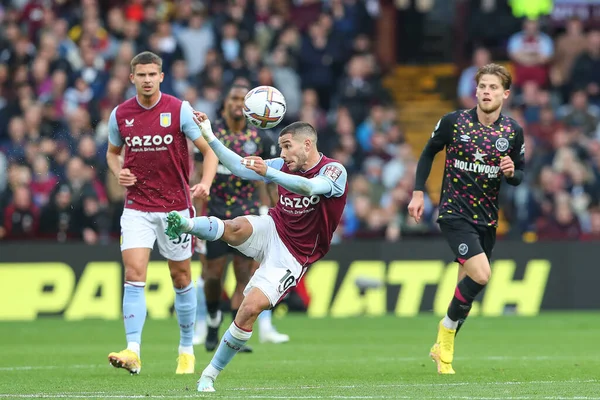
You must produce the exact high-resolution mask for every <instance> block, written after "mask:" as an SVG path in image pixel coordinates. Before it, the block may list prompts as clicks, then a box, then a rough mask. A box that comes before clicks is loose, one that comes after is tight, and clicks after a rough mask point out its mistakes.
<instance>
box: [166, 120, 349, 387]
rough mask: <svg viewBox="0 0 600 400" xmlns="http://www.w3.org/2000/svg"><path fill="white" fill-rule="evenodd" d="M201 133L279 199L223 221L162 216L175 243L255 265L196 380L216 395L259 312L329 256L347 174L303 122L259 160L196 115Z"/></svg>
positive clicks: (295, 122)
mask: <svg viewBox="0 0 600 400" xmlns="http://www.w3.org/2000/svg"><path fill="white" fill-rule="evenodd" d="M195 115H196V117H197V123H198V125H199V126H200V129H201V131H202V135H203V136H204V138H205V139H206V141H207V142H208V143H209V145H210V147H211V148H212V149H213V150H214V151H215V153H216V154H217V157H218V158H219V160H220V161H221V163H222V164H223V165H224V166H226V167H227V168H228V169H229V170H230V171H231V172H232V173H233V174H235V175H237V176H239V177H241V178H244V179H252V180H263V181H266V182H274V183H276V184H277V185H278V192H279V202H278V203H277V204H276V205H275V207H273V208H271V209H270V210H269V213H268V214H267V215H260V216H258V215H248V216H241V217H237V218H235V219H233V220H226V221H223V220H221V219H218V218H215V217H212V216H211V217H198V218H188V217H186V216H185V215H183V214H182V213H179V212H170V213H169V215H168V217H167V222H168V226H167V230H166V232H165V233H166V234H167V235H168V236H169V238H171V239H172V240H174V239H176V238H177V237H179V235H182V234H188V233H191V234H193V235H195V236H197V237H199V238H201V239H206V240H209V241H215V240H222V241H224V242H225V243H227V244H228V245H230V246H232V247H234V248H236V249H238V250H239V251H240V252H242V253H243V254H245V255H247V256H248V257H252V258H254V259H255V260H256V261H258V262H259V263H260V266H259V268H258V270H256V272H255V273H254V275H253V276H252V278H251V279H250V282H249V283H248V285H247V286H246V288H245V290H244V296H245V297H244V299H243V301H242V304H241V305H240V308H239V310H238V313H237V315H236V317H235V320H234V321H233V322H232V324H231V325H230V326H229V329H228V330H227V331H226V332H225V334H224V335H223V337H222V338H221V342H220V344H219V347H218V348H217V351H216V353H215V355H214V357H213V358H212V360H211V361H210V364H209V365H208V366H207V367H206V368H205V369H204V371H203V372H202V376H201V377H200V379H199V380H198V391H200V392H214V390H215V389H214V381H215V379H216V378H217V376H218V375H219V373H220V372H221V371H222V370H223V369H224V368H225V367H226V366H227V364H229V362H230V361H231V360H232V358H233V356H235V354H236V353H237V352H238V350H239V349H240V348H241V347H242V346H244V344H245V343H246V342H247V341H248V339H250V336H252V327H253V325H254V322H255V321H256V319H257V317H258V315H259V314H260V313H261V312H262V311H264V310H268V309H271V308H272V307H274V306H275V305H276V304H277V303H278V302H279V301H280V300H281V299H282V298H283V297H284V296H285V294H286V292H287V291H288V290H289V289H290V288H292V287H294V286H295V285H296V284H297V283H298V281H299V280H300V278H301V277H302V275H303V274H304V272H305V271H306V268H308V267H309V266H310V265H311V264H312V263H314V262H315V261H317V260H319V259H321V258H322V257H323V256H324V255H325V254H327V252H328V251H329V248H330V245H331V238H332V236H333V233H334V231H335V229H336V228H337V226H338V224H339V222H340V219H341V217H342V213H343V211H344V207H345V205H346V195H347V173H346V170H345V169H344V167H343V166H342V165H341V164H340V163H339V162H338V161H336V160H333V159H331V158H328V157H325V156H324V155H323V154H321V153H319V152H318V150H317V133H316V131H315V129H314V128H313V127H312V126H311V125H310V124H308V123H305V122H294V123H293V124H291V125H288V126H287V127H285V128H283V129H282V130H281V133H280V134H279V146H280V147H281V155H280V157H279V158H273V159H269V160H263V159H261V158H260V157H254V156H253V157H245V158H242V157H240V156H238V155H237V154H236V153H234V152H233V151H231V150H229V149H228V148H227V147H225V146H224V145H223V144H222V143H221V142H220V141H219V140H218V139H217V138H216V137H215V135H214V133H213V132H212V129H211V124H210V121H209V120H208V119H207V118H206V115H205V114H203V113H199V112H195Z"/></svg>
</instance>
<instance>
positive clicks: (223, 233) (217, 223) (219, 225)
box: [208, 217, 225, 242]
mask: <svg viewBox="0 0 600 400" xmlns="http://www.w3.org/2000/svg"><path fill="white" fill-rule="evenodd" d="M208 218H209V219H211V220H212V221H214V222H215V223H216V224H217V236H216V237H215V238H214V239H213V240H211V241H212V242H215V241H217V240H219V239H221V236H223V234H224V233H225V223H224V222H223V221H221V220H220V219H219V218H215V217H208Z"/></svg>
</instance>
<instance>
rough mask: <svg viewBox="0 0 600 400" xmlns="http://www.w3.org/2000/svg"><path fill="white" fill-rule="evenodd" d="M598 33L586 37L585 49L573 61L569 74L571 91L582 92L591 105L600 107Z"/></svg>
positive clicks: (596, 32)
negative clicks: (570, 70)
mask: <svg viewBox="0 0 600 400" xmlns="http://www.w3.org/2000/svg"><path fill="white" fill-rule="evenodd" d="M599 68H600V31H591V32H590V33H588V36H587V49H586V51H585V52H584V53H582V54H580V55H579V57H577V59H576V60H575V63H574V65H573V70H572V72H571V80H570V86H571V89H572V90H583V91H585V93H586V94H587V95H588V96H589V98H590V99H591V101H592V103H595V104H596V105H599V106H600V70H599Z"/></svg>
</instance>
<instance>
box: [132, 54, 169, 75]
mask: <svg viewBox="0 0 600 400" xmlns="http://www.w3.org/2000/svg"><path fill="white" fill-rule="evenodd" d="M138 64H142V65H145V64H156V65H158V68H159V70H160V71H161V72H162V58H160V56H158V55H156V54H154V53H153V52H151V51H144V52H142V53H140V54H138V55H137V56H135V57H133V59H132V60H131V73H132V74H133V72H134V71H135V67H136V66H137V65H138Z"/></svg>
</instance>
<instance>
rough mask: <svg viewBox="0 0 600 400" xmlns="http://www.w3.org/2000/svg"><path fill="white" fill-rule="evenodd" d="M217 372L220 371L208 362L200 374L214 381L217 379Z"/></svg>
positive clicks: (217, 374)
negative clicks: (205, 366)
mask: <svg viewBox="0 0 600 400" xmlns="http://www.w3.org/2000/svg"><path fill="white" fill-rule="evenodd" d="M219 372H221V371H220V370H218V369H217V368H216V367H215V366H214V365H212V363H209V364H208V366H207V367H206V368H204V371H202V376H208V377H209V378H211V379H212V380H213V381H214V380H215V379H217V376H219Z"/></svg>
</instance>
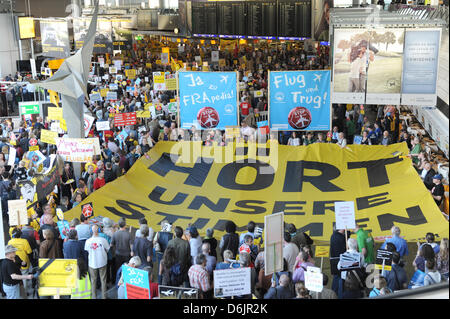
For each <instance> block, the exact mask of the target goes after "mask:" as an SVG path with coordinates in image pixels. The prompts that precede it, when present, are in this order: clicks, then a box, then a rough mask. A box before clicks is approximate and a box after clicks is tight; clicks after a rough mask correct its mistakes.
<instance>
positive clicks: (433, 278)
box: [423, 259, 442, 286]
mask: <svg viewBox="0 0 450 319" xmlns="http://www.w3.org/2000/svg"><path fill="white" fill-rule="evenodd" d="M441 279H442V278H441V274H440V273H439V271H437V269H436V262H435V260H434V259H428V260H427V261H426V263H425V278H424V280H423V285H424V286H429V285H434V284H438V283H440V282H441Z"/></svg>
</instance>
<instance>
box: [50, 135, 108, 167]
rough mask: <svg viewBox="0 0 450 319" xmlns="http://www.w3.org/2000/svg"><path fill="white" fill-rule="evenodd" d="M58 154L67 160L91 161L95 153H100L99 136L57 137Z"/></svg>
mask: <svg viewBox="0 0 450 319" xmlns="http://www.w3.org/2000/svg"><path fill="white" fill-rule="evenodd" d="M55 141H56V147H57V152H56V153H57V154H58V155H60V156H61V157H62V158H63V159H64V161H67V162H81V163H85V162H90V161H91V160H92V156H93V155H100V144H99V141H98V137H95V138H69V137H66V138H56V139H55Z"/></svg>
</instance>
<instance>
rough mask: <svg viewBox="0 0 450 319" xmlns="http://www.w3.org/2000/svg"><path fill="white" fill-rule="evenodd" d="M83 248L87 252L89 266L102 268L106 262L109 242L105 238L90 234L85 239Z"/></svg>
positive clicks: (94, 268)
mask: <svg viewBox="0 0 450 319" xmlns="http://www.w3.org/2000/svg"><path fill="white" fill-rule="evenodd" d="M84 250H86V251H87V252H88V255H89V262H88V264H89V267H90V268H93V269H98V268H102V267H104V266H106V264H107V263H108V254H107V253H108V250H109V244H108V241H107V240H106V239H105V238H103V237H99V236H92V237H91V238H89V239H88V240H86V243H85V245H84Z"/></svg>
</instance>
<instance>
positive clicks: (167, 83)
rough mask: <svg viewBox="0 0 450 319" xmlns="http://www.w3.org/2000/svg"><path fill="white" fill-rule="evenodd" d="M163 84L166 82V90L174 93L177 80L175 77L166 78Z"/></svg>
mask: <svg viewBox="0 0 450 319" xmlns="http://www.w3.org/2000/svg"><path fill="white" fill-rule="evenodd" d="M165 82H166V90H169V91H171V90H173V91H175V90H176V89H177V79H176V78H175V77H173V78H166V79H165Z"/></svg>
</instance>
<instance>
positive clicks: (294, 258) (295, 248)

# # #

- **Your objective**: In the listing above, find the line containing "positive clicks: (433, 278)" and the line containing "box: [50, 135, 108, 167]", then retype both and every line between them exactly, with nothing else.

- **Your response**:
positive clicks: (433, 278)
box: [423, 259, 442, 286]
mask: <svg viewBox="0 0 450 319" xmlns="http://www.w3.org/2000/svg"><path fill="white" fill-rule="evenodd" d="M441 279H442V278H441V274H440V273H439V271H437V269H436V262H435V260H434V259H428V260H427V261H426V263H425V278H424V280H423V285H424V286H429V285H434V284H438V283H440V282H441Z"/></svg>
</instance>
<instance>
box: [50, 135, 108, 167]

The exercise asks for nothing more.